» **Requirements**
Every entry needs to be reproduced exactly.

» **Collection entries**
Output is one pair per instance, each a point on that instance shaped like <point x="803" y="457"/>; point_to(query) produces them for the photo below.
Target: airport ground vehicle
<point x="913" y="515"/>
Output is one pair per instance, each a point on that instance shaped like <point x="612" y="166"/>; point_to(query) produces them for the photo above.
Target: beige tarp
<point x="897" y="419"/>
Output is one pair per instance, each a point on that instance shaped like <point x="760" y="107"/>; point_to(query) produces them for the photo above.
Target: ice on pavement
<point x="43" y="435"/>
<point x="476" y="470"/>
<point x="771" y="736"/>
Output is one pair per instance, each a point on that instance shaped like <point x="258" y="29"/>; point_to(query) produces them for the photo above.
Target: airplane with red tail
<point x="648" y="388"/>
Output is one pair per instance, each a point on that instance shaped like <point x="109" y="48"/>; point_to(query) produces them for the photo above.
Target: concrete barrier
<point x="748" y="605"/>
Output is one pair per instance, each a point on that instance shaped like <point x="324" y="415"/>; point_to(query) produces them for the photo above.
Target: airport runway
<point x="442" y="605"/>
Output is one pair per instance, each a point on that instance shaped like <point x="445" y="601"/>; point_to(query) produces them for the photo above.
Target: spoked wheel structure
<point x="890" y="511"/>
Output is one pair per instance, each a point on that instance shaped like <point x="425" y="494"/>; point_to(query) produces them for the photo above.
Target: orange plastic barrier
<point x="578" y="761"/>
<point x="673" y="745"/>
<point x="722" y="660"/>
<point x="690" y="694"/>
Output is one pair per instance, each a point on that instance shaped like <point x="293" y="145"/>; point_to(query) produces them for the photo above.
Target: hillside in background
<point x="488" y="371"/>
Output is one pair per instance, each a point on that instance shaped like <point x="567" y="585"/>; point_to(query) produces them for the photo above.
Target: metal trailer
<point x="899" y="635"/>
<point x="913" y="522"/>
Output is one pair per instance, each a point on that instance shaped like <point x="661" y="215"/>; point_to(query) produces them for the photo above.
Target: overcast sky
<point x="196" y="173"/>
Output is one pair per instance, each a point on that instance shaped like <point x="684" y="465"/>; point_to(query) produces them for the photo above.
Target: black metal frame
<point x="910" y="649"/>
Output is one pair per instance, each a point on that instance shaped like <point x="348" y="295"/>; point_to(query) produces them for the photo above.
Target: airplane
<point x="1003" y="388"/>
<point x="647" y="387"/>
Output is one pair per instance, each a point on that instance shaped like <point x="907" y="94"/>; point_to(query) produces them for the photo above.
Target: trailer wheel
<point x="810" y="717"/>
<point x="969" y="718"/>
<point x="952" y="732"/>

» **The answer**
Output is one pair per instance, each a point on that instance shaped like <point x="803" y="457"/>; point_to(query) produces them for the photo below.
Target: airport ground vehicle
<point x="913" y="515"/>
Output is one pair per instance, each a point on that instance shaped like <point x="612" y="166"/>; point_to(query) produces them for the photo above.
Target: beige tarp
<point x="897" y="419"/>
Output is one pair per instance, each a point on that instance shaped like <point x="760" y="107"/>; point_to(query) produces them for the photo above.
Target: ice on pavement
<point x="43" y="435"/>
<point x="476" y="470"/>
<point x="771" y="736"/>
Output is one pair per instance, each a point on that instance shaped like <point x="258" y="29"/>; point_to(query) produces them for the photo above.
Target: airplane with red tail
<point x="648" y="388"/>
Output is one pair per instance, each a point on that instance shaped like <point x="109" y="48"/>; point_to(query) produces them for the photo above.
Target: concrete barrier
<point x="748" y="605"/>
Output is one pair per instance, each a point on that instance shaped like <point x="324" y="415"/>; point_to(query) produces them for the photo above.
Target: airport runway
<point x="442" y="605"/>
Output is one pair per instance, each a point on that instance shaped like <point x="445" y="601"/>; point_to(query) produces them for the photo above.
Target: spoked wheel structure
<point x="890" y="511"/>
Output is one pair per instance, each a point on that instance shaped like <point x="425" y="494"/>; point_to(query) produces them for the photo above.
Target: orange plastic barrier
<point x="578" y="761"/>
<point x="673" y="745"/>
<point x="722" y="660"/>
<point x="690" y="694"/>
Output is one pair per instance, each a point on that instance shaped like <point x="293" y="145"/>; point_to(query) produces them for the photo above.
Target: hillside in background
<point x="488" y="371"/>
Output is one pair per instance, each a point on that instance shaped like <point x="567" y="585"/>; point_to(query) produces them for the photo above.
Target: metal trailer
<point x="899" y="635"/>
<point x="913" y="522"/>
Output is one pair per instance, each a point on that instance shaped like <point x="661" y="215"/>; point_to(query) produces them for the photo above.
Target: overcast sky
<point x="196" y="173"/>
Output is one pair per instance, each a point on that instance shaped like <point x="684" y="465"/>; point_to(query) produces them for the photo above.
Target: black metal frame
<point x="910" y="649"/>
Output is one pair per instance, each a point on that instance shaped like <point x="348" y="295"/>; point_to(query) produces them for the photo above.
Target: airplane
<point x="1003" y="388"/>
<point x="647" y="387"/>
Output is one pair per instance, each a point on that instance shaped like <point x="907" y="94"/>; point_to(query) produces them for the photo above.
Target: trailer wheel
<point x="810" y="717"/>
<point x="969" y="718"/>
<point x="952" y="732"/>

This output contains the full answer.